I was getting late for the office one morning last week.
I would always wait for a jeepney that plies the route that passes right by our office building on V. Gullas Street.
This time, the wait was taking almost half an hour.
Naturally, stress was building up inside me. Precious time was being wasted; I would have already started on some important task at the office. I tried to distract my growing impatience by checking my phone for any fresh messages when, finally, the right jeepney pulled over.
The pregnant woman tugging her tiny school girl ahead of me took forever in getting on the whirring vehicle. It seemed she forgot that it was a public utility jeepney – not her private limousine. I sensed my eyebrows folding tightly, so again I tried to distract my annoyance, this time by filling my mind with the thought of God’s all-seeing eye, and imagined that He would not have approved of my cross attitude.
The tiny girl’s oversized ID read: “Hi! I’m Britney.” No, she was not Britney Spears. But I jokingly teased her just the same, “Ah, so you are Britney Spears,” I said, smiling half-heartedly.
The jeepney began to move. Then, after just a short distance, it halted again. I didn’t wonder, though; I thought it was probably picking up a passenger. My attention was fixed on little Britney, who was now becoming friendly with me.
A few seconds passed and the jeepney was still not moving. I couldn’t help but check why. At a distance, a frail-looking elderly woman was waving her hand vigorously, meaning she needed a ride. An equally frail-looking man was assisting her, inch by long inch toward the waiting jeepney.
She kept waving her hand, even as she already saw that the vehicle was waiting for her. The uniformed young lady on the other side from me checked her wristwatch. She was obviously getting impatient, too. The peeved expression on the lady’s face said that her time could no longer tolerate the delay. I began to heat up again.

**Provided records**:
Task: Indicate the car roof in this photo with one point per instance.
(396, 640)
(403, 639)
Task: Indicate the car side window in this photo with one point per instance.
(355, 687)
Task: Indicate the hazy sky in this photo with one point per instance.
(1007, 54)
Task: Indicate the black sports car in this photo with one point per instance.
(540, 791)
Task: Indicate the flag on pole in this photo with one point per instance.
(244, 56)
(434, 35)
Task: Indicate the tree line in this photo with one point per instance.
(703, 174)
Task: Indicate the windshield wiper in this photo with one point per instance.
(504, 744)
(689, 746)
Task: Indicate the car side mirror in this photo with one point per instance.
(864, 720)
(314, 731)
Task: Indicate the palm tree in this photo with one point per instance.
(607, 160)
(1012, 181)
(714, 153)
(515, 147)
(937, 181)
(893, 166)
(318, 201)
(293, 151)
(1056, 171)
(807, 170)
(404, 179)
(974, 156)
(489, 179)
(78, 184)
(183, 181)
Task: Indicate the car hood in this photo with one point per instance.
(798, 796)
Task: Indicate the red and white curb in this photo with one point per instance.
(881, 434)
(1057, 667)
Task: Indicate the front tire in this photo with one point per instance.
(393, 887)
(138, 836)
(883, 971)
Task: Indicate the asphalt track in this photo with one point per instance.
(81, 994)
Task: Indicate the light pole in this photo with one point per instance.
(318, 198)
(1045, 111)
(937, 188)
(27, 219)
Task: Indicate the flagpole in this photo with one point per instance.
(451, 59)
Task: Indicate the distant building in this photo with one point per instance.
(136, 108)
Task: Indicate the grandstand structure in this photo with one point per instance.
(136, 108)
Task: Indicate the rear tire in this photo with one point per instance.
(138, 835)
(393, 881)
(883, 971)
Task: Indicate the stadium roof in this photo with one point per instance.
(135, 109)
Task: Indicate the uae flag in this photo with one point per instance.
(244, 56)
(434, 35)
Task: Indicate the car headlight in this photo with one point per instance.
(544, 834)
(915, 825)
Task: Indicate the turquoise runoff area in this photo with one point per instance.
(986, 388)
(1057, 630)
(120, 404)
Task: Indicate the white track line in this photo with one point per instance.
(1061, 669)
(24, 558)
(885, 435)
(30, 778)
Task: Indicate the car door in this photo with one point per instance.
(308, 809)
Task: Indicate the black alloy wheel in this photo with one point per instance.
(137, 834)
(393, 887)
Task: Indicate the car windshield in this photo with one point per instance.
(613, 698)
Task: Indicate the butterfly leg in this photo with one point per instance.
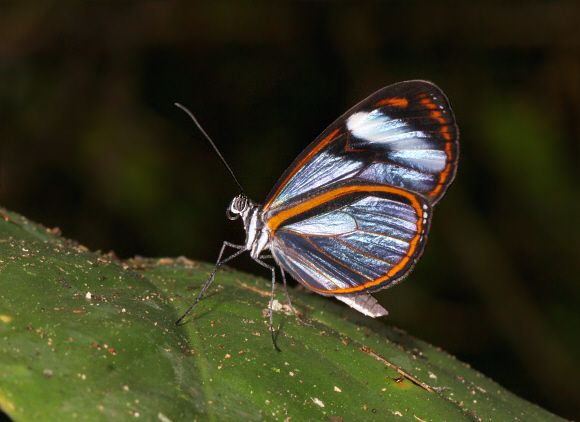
(289, 301)
(220, 261)
(273, 269)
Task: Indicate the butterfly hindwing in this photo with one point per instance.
(352, 237)
(404, 135)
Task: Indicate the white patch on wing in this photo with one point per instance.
(329, 224)
(430, 160)
(379, 128)
(363, 303)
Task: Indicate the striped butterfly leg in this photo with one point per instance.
(286, 291)
(273, 269)
(289, 302)
(220, 261)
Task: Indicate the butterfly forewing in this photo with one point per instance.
(351, 214)
(403, 135)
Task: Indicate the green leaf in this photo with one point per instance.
(86, 336)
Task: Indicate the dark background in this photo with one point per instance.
(92, 143)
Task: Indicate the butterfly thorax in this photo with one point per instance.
(257, 232)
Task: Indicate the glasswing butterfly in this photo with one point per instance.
(351, 214)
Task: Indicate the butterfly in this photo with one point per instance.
(350, 216)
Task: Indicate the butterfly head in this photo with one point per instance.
(240, 206)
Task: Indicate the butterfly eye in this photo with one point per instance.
(232, 215)
(237, 207)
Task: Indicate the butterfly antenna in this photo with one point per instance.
(223, 160)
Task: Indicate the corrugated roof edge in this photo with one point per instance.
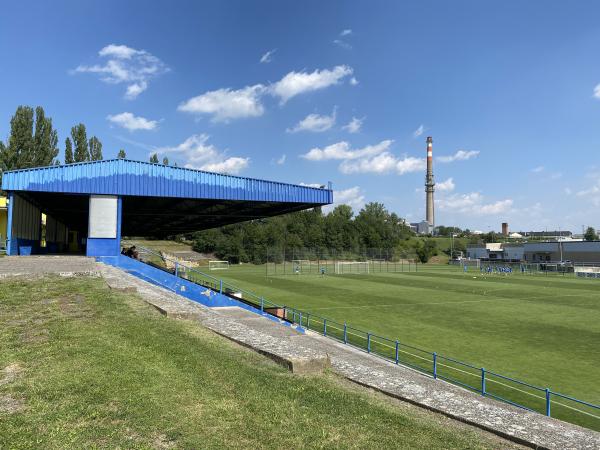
(329, 184)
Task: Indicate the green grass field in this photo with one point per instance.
(544, 330)
(84, 367)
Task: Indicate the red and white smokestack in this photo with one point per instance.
(429, 184)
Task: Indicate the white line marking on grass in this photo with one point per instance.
(399, 304)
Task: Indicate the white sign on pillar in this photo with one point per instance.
(103, 216)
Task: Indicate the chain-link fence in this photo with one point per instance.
(341, 262)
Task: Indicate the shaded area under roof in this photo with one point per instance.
(158, 200)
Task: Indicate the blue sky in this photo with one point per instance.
(346, 92)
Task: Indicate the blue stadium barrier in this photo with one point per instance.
(477, 379)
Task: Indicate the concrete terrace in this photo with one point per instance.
(311, 352)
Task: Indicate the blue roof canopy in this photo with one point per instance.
(158, 200)
(136, 178)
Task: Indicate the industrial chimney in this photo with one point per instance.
(429, 184)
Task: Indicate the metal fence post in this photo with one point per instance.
(482, 381)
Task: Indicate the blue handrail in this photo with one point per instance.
(326, 326)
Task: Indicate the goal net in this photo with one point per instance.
(218, 265)
(587, 271)
(301, 265)
(347, 267)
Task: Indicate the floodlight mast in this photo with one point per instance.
(429, 184)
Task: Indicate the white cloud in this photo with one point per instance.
(132, 123)
(342, 150)
(126, 65)
(268, 57)
(118, 51)
(461, 155)
(226, 104)
(342, 44)
(446, 186)
(353, 197)
(354, 125)
(135, 89)
(231, 165)
(198, 154)
(295, 83)
(473, 204)
(383, 163)
(591, 194)
(315, 122)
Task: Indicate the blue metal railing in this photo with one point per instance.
(478, 379)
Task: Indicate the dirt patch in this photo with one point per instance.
(162, 442)
(10, 373)
(35, 336)
(10, 405)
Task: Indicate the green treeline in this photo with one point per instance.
(374, 232)
(33, 142)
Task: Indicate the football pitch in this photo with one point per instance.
(544, 330)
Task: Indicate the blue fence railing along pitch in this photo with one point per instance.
(488, 383)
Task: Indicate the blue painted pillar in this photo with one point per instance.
(11, 243)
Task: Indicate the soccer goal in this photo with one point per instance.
(347, 267)
(218, 265)
(301, 266)
(587, 271)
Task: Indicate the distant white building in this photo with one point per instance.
(538, 252)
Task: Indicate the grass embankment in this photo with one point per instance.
(536, 328)
(84, 367)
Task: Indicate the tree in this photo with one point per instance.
(80, 141)
(45, 140)
(69, 152)
(590, 234)
(2, 163)
(426, 250)
(26, 147)
(95, 149)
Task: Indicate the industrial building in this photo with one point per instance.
(89, 206)
(537, 252)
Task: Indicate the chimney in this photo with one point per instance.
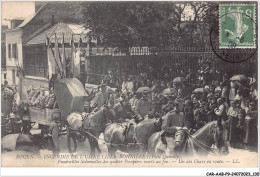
(52, 19)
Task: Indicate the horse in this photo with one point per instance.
(200, 142)
(129, 137)
(92, 127)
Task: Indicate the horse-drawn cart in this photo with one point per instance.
(70, 97)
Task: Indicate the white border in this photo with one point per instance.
(220, 25)
(127, 171)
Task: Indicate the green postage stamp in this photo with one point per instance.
(237, 26)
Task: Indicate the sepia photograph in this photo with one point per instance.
(129, 84)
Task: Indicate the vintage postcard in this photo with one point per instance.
(129, 84)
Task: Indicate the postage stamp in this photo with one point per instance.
(237, 26)
(130, 84)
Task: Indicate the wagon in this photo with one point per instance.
(70, 96)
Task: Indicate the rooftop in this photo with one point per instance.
(60, 29)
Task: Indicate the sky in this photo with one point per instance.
(13, 9)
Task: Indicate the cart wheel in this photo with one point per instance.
(71, 141)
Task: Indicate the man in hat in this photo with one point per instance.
(144, 107)
(103, 96)
(174, 127)
(170, 104)
(123, 109)
(54, 131)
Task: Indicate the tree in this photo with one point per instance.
(152, 24)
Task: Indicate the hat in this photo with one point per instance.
(217, 89)
(56, 116)
(210, 95)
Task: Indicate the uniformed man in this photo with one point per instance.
(174, 127)
(144, 107)
(123, 109)
(54, 132)
(101, 97)
(169, 106)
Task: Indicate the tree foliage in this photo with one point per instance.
(152, 24)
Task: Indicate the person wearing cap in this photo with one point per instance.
(124, 84)
(170, 104)
(221, 110)
(232, 120)
(232, 91)
(212, 105)
(130, 84)
(144, 107)
(25, 115)
(240, 127)
(200, 115)
(174, 128)
(104, 95)
(54, 131)
(123, 109)
(188, 114)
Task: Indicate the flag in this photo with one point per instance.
(63, 59)
(57, 56)
(72, 55)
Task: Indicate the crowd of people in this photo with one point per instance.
(203, 96)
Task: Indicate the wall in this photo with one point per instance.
(62, 11)
(13, 37)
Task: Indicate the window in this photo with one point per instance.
(13, 76)
(36, 61)
(14, 51)
(9, 51)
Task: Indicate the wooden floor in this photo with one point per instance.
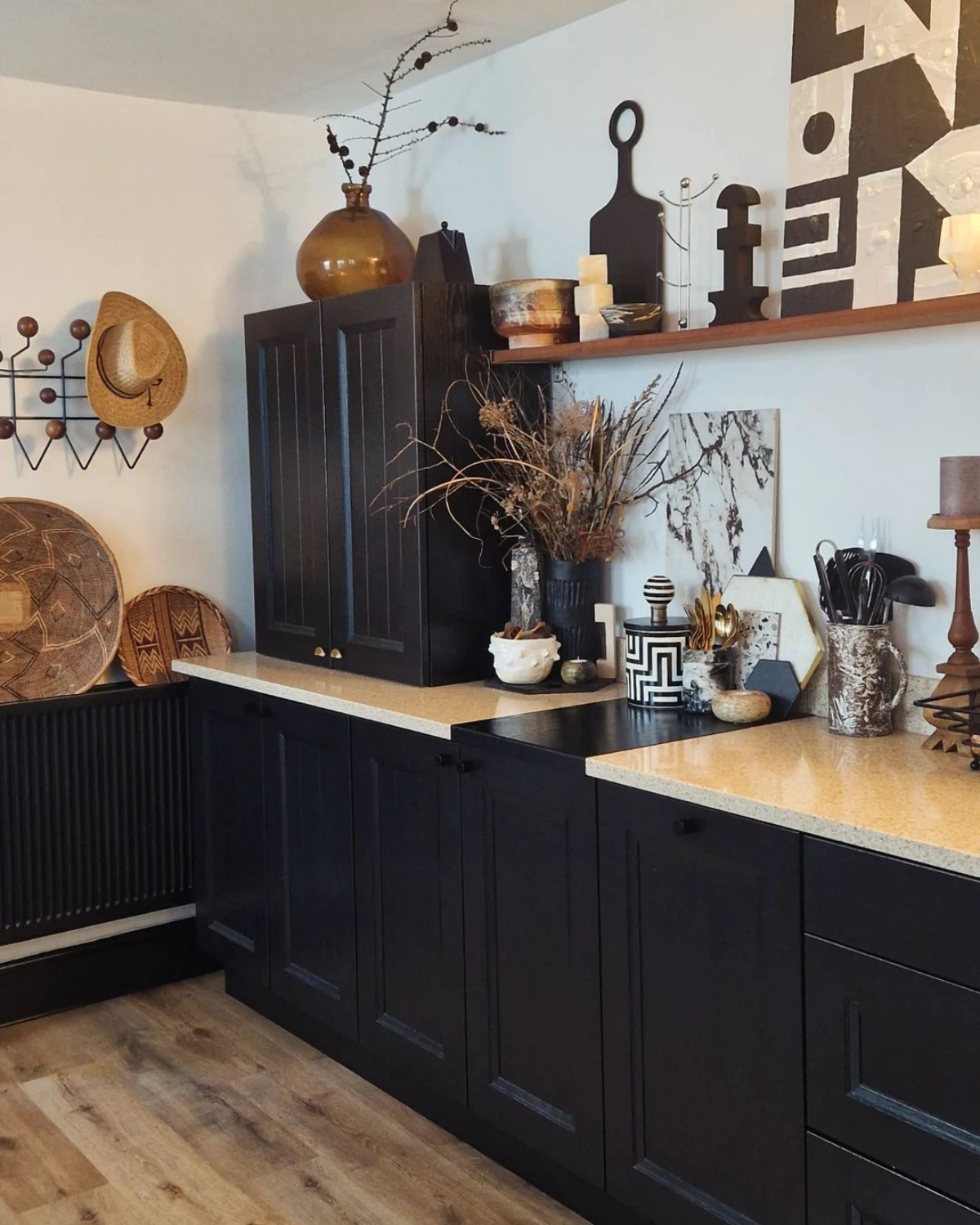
(180, 1107)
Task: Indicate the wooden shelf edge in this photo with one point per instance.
(864, 321)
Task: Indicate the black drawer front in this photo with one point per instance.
(893, 1066)
(847, 1190)
(920, 916)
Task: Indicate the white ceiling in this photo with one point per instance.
(296, 56)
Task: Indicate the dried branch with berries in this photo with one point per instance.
(385, 145)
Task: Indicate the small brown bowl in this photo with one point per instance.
(534, 313)
(634, 318)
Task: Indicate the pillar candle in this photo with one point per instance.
(593, 270)
(590, 299)
(960, 485)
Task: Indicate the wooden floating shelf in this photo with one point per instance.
(899, 316)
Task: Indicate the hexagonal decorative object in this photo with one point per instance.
(799, 642)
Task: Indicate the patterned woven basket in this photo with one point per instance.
(169, 622)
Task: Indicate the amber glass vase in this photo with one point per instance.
(352, 249)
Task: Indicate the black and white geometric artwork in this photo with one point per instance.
(884, 142)
(654, 664)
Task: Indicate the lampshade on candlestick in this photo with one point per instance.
(960, 501)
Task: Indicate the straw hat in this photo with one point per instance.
(136, 372)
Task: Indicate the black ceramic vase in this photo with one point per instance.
(571, 592)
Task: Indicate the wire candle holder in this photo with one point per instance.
(683, 243)
(61, 387)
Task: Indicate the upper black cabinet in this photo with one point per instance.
(701, 1013)
(333, 390)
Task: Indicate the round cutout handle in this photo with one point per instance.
(626, 142)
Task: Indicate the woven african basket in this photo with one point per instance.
(60, 602)
(169, 622)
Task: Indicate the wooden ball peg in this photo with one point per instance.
(658, 593)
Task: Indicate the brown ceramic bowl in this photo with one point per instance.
(634, 318)
(531, 314)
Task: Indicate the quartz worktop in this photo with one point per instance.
(433, 712)
(887, 795)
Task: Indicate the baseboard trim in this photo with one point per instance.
(82, 974)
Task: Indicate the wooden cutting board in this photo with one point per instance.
(630, 230)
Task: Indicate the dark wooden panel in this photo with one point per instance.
(409, 903)
(370, 352)
(903, 911)
(893, 1066)
(532, 951)
(103, 969)
(287, 443)
(229, 827)
(95, 808)
(311, 862)
(701, 1012)
(847, 1190)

**Assignment 1**: Write out the passage of the jeepney story from "She kept waving" up to and including "heat up again.".
**Assignment 2**: In the jeepney story, why did the jeepney stay stopped for several seconds after its second halt?
**Assignment 3**: According to the jeepney story, how long did the narrator wait for the jeepney on the morning described?
Rely only on the text for the answers.

**Final answer 1**:
She kept waving her hand, even as she already saw that the vehicle was waiting for her. The uniformed young lady on the other side from me checked her wristwatch. She was obviously getting impatient, too. The peeved expression on the lady’s face said that her time could no longer tolerate the delay. I began to heat up again.

**Final answer 2**: A frail-looking elderly woman in the distance was waving her hand vigorously because she needed a ride. An equally frail-looking man was helping her inch by inch toward the waiting jeepney.

**Final answer 3**: Almost half an hour.